Selected excerpt:

Jane Foley: The Gentle Empty

Jun 8, 2024 - Aug 3, 2024

12pm - 5pm

Opening Reception | June 7, 7PM

Exhibition Tickets

Artist Talk | July 18, 7PM

2023/2024 Working Artist Project

This round of Working Artist Projects was curated by Dr. Vivian Li, The Lupe Murchison Curator of Contemporary Art at the Dallas Museum of Art (DMA)

About the Exhibition

“I have introduced neon into my studio practice and quickly found a deep affinity for it over the last year. Neon glass and concrete share certain qualities; they’re both liquid in their workable state, and both become brittle solids which can be strong yet fragile. To make some of these sculptures, I have formed ropes from fiber and cement, and made weavings around neons that both hold them up and tie them down. I also cast concrete directly into pool floats and balloons, capturing the shape of cavities made for air, allowing them to solidify with neon glass intertwined. I’m drawn to the care and play that goes into making these sculptures work, physically. Each work often takes several broken versions to create one where the glass stays intact. There are moments where grief and damage move through these media, as well as cycles of repair and resilience. When complete, these forms, squeezed and wrapped by neons and dried in my hands, bear marks of the support and touch required to make them. The resulting sculptures’ hard and soft qualities, appearing both liquid and solid, are poetically thick with parallels to gender fluidity and the precariousness of “passing” as a queer person, existing as both and neither of the binary states, but rather something else outside them.”

Supplied material:
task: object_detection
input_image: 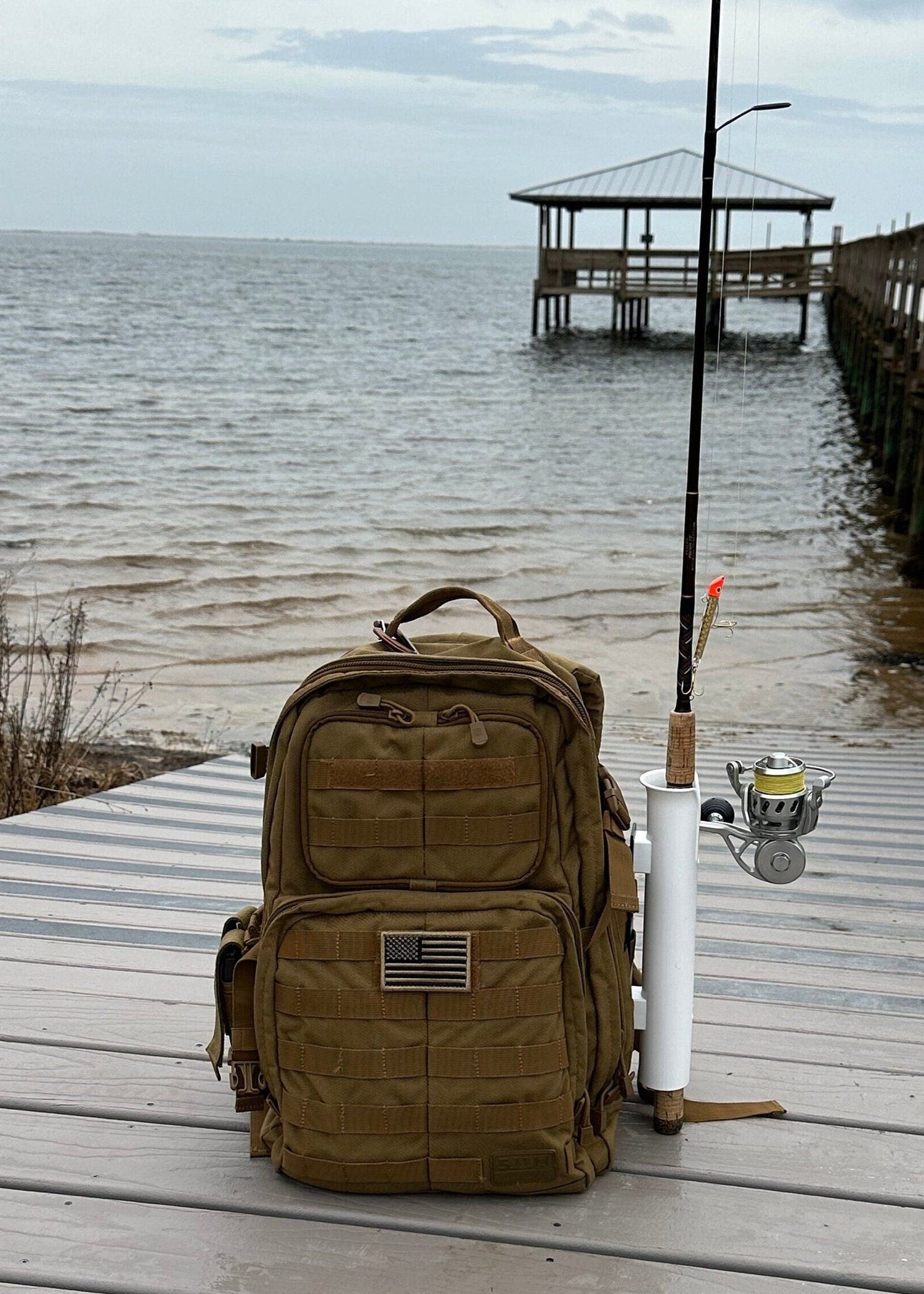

What you have to do: Retype the stretch of the Jane Foley exhibition text from "Jun 8, 2024" through "of Art (DMA)".

Task answer:
Jun 8, 2024 - Aug 3, 2024

12pm - 5pm

Opening Reception | June 7, 7PM

Exhibition Tickets

Artist Talk | July 18, 7PM

2023/2024 Working Artist Project

This round of Working Artist Projects was curated by Dr. Vivian Li, The Lupe Murchison Curator of Contemporary Art at the Dallas Museum of Art (DMA)